_READING TEXT_
○ ○ ○ ○ ○

• Source: Trapped (Gardner novel)
    • Trapped is a science fiction novel written by the Canadian author James Alan Gardner and published in 2002 by HarperCollins Publishers under its various imprints. The book is the sixth installment in Gardner's "League of Peoples" series of novels, set in the mid-25th century. While the majority of the novels in the series take place in outer space, Trapped (like Commitment Hour, the second novel in the series) is set on "Old Earth", and does not feature the series' continuing character Festina Ramos.

○ ○ ○ ○ ○

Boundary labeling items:
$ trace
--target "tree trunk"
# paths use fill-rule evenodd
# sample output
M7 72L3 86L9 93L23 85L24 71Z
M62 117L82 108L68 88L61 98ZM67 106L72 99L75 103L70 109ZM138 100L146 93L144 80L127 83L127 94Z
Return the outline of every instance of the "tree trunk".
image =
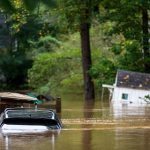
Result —
M80 36L81 36L85 100L94 100L95 98L94 83L89 74L89 69L92 65L89 30L90 30L89 23L86 22L81 23Z
M143 7L142 9L142 30L143 30L143 57L144 70L150 72L150 52L149 52L149 37L148 37L148 12Z

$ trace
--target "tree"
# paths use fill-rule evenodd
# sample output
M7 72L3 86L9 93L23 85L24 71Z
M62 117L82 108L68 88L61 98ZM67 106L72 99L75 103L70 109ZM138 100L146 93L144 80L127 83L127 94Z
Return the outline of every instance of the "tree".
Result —
M90 47L90 27L94 11L98 10L98 0L61 0L62 12L68 22L68 27L78 30L81 38L82 66L84 77L84 93L86 100L95 97L94 83L89 73L92 67L91 47Z
M121 55L125 54L125 57L120 55L122 58L118 61L122 63L122 60L124 59L125 62L127 58L129 61L128 54L130 54L130 64L132 64L130 70L137 69L137 65L140 64L142 71L150 72L149 3L150 1L148 0L103 1L103 6L107 12L104 18L107 18L106 20L110 20L114 24L111 34L121 34L124 36L124 41L120 41L117 45L120 45L119 53ZM126 66L124 67L126 68Z

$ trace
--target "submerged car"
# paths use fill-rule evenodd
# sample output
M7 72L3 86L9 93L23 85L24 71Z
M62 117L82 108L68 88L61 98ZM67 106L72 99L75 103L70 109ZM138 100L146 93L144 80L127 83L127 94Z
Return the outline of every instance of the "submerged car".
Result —
M0 117L1 130L46 131L61 129L62 123L53 110L7 108Z

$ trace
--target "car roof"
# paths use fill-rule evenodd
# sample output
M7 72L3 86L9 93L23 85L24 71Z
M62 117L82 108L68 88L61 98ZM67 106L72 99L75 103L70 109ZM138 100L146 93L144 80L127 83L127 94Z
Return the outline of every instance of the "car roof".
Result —
M7 108L4 111L5 118L45 118L56 119L56 114L49 109L33 108Z

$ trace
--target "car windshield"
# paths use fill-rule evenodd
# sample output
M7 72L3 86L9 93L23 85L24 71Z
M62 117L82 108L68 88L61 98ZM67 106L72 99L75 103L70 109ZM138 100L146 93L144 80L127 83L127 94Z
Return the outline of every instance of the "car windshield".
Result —
M6 111L6 118L45 118L54 119L52 111L42 110L8 110Z

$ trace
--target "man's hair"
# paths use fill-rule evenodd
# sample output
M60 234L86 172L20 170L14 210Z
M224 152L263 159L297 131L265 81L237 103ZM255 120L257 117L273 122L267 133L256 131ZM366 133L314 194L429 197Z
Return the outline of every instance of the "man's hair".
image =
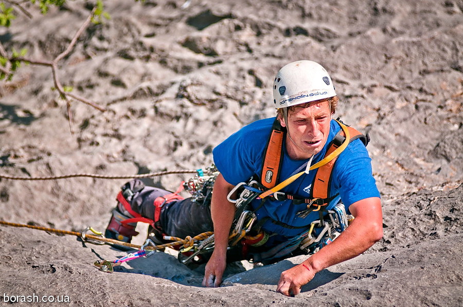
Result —
M337 96L333 96L332 97L330 97L329 98L327 98L326 99L322 99L320 100L316 100L315 101L310 101L309 102L306 102L306 103L301 103L300 104L296 105L295 106L291 106L290 107L288 107L288 112L289 113L290 112L292 112L296 108L307 108L311 105L315 104L316 103L319 103L320 102L323 102L324 101L327 101L328 102L328 106L330 108L330 111L331 114L334 114L336 111L336 108L337 107L337 103L339 101L339 98ZM277 110L277 115L279 117L283 116L283 108L281 108Z

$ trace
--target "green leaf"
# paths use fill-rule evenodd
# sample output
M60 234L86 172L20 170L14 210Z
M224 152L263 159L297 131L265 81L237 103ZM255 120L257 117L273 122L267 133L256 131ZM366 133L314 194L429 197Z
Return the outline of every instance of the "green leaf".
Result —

○ ○ ○ ○ ○

_TASK REQUIREMENTS_
(a) Answer these about the text on the novel Trapped:
(i) Which company published the book, and in what year?
(ii) Which installment of the "League of Peoples" series is it?
(iii) Which continuing character of the series does not appear in it?
(b) Put this sentence from the text on the novel Trapped into Spanish: "Trapped is a science fiction novel written by the Canadian author James Alan Gardner and published in 2002 by HarperCollins Publishers under its various imprints."
(c) Write the next few sentences of the text on the novel Trapped, going on from its last sentence.
You won't need the listing for any of this.

_FINAL RESULTS_
(a)
(i) HarperCollins Publishers, in 2002.
(ii) The sixth.
(iii) Festina Ramos.

(b) Trapped es una novela de ciencia ficción escrita por el autor canadiense James Alan Gardner y publicada en 2002 por HarperCollins Publishers bajo sus diversos sellos editoriales.

(c)
      Backstory


      Trapped exploits and develops the same conceptual background that all the novels in the series employ. Around the middle of the 21st century, humanity is contacted by an extraterrestrial race connected with the League of Peoples. These beings, the Shaddills, offer humanity a bargain: humans who accept the League's cardinal rule, and refrain from fatal violence against other sentient beings, can be transported to a terraformed planet, a "New Earth", and receive the benefits of the League's advanced technologies. At first, the only humans willing to accept the bargain are those whose difficult lives leave them feeling they have nothing to lose; but in a year or two, these early adopters return to visit "Old Earth" with tales of their marvelous new lives—and the exodus begins in earnest. Over a span of two decades, most of humanity leaves for New Earth, which forms the center of an interplanetary society called the Technocracy; and the modern technological society of Old Earth collapses through depopulation. Once the Shaddills' twenty-year offer has expired, the only people left on Old Earth are those who were too violent or recalcitrant to leave.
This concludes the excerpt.